◆ **PROVIDED PASSAGE**
────────

Activision Blizzard staff reportedly bracing for layoffs - Reedx
https://www.gamesindustry.biz/articles/2019-02-11-activision-blizzard-staff-reportedly-bracing-for-layoffs
======
notTyler
I don't really know if it's rose colored glasses but as a lifelong gamer it
really sucks to see gaming as an industry become more and more focused around
ROI rather than shipping quality games.

The latest Call of Duty and Red Dead games both shipped without
microtransactions so it wouldn't affect their review scores. Call of Duty in
particular has an absurd amount of them, pay to win mechanics (in Zombies),
and the battle pass is so grindy that you either have to no-life or pay (more)
money to get to the end. This is from a game that shipped with a 50 dollar
season pass. All of this on top of the fact that since CoD is a yearly
franchise anything you purchase basically disappears if you get next year's
iteration. It's like, no sane game developer that loves making games enough to
put up with the industry would ship a game like this. Someone ran the numbers
and said we can make x$ more if we make the grind harder.

────────

◆ **RAW DATA**
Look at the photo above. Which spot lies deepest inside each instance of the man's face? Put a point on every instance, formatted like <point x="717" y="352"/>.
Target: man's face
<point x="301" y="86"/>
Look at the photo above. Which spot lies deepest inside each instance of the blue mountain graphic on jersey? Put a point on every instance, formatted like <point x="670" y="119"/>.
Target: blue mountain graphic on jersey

────────

◆ **PROBLEM DETAILS**
Can you echo the Activision Blizzard layoffs thread word for word, beginning at "Activision Blizzard staff" and stopping after "shipping quality games."?

◆ **CORRECT OUTPUT**
Activision Blizzard staff reportedly bracing for layoffs - Reedx
https://www.gamesindustry.biz/articles/2019-02-11-activision-blizzard-staff-reportedly-bracing-for-layoffs
======
notTyler
I don't really know if it's rose colored glasses but as a lifelong gamer it
really sucks to see gaming as an industry become more and more focused around
ROI rather than shipping quality games.